**GIVEN INSTRUCTION**
In the forum thread on Radiance performance on the G5, which option from gcc's "-fast" switch was left out because it breaks rpict?

**SELECTED EXCERPT**
===

OS X G5 performace [was: No more Mr. Nice Guy]

This is a correction for my own whining about poor Radiance
perfomance on my iMac G5 according to the bench4 test at

     http://mark.technolope.org/pages/rad_bench.html

I completed my tests on my G4 PowerBook, and the difference is even greater
than with the G5 desktop. These are the results:

Radiance Speed Comparisons
  Highest Automatic Reduced
G5, nice=0 90.9 91.1 182.2
G5, nice=+6 90.9 166.1 182.4
G4, nice=0 182.8 184.6 366.7
G4, nice=+6 184.3 365.6 367.7

I've recompiled my binaries with the new source code and heavy optimizing
of compiler options. With processor performace at "Highest" I get the
following result for Mark's benchmark test (details for Mark and other
compiler switch freaks out there):

rpict time: 6403.98 user
processor: G5
num procs: 1
clock speed: 2 GHz
cache: 512 kB
OS: OS X Tiger 10.4.3
Radiance vers: 3.8a Patch 2 (?)
compiler: GCC 4.0.0 20041026 (build 4061)
rays: 693777405
options: -O3 -fgcse-sm -funroll-loops -fstrict-aliasing
                 -fsched-interblock
                 -falign-loops=16 -falign-jumps=16 -falign-functions=16
                 -falign-jumps-max-skip=15 -falign-loops-max-skip=15
                 -ffast-math -freorder-blocks -freorder-blocks-and-partition
                 -finline-floor -mdynamic-no-pic -mpowerpc-gpopt
                 -force_cpusubtype_ALL -mtune=G5 -mcpu=G5 -mpowerpc64

Note: These options are equal to the "-fast" optimization switch of the gcc
       for G5 except for one missing "-malign-natural" option which breaks
       rpict and probably a lot of other programs.

Finally this iMac is up to the Athlon XP on Mark's page and acceptable
for a real "desktop" machine where fan noise is much more important than
render speed.

Happy holiday season and i hope everyone gets a PowerMac G5 Quad under
their christmas tree,

Thomas

···

On 16.12.2005, at 22:10, Greg Ward wrote:

Hi Thomas,

Thanks for the hint as to what options to set on the G5! I had played around with these some time ago -- using gcc 3.3, I think -- and never found a combination that both sped up the process and avoided problems. I'm sure I tried removing one at a time, but not with the latest compiler. Indeed, this combo seems to be a winner, at least for the G5 -- about 20% faster than -O3 by itself.

===

**Extracted records**
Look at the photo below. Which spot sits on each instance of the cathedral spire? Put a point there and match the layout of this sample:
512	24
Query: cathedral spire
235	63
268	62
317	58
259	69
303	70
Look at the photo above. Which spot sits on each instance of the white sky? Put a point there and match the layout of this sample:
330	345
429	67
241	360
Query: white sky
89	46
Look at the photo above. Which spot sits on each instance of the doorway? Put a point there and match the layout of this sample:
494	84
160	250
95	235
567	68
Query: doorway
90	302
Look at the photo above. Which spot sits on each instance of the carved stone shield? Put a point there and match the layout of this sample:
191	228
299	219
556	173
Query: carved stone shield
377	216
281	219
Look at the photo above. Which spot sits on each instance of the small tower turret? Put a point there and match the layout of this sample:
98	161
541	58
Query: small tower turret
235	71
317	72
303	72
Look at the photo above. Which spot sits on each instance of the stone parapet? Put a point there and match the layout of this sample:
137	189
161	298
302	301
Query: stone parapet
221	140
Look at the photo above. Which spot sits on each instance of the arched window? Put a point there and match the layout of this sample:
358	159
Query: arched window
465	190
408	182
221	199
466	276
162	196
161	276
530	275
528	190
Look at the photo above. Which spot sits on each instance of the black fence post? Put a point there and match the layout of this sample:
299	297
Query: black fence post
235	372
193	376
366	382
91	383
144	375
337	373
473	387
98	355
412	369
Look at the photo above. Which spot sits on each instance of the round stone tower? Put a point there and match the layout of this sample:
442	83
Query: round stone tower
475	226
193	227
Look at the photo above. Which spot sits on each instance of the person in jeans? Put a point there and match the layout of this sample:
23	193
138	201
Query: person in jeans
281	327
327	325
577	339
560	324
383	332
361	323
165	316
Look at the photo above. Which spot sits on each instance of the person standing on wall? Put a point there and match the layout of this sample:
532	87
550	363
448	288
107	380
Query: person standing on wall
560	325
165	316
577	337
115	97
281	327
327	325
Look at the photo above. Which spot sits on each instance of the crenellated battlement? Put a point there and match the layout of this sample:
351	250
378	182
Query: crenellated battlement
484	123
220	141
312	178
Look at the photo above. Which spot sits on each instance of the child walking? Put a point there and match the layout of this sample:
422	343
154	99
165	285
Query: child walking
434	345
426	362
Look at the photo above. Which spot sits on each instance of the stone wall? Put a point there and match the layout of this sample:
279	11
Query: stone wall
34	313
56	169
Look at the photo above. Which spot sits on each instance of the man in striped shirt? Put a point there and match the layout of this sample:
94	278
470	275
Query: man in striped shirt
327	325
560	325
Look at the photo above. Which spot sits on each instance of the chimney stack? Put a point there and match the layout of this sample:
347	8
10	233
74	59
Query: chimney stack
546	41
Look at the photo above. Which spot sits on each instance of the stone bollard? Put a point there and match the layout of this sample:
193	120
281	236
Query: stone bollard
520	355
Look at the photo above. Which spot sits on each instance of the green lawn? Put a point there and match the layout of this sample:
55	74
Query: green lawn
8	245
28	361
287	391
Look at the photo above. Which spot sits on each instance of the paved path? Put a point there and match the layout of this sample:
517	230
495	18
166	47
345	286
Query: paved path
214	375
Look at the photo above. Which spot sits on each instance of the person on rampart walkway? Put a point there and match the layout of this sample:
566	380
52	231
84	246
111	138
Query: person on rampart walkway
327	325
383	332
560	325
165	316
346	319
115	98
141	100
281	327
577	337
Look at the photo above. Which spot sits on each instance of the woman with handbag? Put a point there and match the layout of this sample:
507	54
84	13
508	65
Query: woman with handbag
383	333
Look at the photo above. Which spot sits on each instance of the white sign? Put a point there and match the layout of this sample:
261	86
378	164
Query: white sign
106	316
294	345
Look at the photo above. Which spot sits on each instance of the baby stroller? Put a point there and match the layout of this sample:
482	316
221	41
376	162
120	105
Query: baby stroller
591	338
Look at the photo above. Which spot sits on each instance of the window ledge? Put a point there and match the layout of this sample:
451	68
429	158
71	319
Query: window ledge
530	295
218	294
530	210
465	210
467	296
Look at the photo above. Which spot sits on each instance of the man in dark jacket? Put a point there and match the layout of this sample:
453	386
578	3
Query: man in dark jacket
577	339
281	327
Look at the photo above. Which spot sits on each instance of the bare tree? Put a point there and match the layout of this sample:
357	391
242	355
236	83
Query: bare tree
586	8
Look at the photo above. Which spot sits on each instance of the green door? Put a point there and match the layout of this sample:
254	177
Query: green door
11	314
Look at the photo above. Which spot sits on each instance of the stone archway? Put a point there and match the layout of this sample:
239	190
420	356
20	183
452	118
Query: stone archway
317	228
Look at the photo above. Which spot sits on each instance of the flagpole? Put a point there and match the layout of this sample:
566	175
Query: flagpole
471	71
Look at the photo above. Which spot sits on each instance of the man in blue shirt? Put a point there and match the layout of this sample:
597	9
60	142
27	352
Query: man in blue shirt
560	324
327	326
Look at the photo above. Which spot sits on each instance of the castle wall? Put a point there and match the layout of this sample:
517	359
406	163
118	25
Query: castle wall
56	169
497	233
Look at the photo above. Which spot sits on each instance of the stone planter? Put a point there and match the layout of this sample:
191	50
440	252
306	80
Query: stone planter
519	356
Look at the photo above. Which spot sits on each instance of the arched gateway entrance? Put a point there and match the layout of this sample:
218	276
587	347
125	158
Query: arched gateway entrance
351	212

===

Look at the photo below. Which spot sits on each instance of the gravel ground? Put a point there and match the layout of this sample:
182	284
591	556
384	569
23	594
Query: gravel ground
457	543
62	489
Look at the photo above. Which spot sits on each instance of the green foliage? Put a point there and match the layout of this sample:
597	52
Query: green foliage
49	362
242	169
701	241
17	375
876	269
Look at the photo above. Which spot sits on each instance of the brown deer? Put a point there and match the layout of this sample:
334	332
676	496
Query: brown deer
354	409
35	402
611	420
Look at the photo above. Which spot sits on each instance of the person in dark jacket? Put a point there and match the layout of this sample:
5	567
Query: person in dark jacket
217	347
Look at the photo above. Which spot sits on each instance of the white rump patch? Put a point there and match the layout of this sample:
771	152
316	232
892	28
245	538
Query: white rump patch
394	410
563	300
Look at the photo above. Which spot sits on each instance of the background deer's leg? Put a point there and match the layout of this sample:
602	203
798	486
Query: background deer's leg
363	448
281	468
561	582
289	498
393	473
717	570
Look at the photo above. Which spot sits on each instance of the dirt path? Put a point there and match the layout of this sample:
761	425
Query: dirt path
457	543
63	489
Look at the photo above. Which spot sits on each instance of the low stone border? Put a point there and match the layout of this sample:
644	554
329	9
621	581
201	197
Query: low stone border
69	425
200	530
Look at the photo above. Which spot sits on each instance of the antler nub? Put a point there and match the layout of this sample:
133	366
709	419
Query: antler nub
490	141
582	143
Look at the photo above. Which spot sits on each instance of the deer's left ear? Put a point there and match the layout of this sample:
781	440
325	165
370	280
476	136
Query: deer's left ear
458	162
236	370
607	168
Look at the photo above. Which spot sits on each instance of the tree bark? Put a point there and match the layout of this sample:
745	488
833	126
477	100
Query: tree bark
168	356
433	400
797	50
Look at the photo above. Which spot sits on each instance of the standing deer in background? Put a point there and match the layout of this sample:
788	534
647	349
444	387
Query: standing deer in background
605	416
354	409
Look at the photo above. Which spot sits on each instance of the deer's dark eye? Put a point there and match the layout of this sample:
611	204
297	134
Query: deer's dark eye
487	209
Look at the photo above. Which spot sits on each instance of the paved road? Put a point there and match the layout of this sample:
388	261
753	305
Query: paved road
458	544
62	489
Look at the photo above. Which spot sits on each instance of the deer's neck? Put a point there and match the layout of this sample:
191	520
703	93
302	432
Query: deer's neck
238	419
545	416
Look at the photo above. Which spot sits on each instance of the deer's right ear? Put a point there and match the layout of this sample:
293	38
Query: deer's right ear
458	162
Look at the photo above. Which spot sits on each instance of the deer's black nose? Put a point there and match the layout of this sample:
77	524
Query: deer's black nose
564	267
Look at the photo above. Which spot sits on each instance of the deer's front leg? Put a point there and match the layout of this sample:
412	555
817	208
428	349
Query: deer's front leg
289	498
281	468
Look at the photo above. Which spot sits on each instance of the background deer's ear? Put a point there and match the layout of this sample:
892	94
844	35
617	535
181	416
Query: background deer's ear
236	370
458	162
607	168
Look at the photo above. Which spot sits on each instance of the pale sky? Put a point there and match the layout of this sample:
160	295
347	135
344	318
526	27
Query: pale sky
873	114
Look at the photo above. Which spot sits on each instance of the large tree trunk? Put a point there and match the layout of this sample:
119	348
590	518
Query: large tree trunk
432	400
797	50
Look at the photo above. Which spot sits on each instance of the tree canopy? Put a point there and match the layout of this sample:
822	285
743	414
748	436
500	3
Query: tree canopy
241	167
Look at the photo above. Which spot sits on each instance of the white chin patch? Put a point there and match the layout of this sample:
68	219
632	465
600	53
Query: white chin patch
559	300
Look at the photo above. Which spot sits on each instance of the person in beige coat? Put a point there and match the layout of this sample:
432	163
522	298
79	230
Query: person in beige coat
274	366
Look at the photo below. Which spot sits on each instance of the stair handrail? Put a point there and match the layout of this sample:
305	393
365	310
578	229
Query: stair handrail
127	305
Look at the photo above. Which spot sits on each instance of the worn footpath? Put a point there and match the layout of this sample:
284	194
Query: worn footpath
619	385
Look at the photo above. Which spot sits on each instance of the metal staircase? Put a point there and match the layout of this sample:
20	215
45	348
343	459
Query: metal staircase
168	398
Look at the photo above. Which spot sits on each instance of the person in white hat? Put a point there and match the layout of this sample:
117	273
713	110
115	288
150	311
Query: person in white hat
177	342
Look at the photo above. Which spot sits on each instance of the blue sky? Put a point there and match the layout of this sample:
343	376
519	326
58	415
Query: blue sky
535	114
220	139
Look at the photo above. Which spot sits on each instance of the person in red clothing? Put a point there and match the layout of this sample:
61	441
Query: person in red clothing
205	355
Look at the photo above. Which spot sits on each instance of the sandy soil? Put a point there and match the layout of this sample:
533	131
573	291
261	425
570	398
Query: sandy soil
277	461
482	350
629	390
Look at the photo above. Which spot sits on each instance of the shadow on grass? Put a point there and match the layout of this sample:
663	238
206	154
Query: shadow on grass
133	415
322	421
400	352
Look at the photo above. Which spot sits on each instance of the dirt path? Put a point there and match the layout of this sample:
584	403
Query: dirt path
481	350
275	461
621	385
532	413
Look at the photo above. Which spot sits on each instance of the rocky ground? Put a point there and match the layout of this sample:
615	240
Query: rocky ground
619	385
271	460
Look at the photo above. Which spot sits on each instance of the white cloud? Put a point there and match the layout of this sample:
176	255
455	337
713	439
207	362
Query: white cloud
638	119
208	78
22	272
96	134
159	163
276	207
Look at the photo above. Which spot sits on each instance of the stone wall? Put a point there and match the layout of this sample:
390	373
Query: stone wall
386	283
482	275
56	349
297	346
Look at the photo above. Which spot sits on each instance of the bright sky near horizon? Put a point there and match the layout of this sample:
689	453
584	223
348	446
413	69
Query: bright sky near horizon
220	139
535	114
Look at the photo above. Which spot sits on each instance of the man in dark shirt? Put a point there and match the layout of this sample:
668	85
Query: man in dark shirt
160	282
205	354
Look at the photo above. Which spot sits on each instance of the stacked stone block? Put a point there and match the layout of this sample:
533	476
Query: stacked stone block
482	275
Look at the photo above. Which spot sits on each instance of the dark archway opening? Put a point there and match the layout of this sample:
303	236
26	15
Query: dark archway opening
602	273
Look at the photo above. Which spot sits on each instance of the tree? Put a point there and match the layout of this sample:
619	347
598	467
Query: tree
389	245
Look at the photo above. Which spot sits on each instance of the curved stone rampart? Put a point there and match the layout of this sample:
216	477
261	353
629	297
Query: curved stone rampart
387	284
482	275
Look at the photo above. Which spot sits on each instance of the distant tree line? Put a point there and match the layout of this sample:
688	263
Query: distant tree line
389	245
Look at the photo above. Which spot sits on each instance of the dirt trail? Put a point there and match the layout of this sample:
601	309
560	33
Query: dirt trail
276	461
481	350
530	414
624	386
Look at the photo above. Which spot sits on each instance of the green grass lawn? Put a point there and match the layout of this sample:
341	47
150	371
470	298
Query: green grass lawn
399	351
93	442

===

**COMPLETE RESPONSE**
The "-malign-natural" option.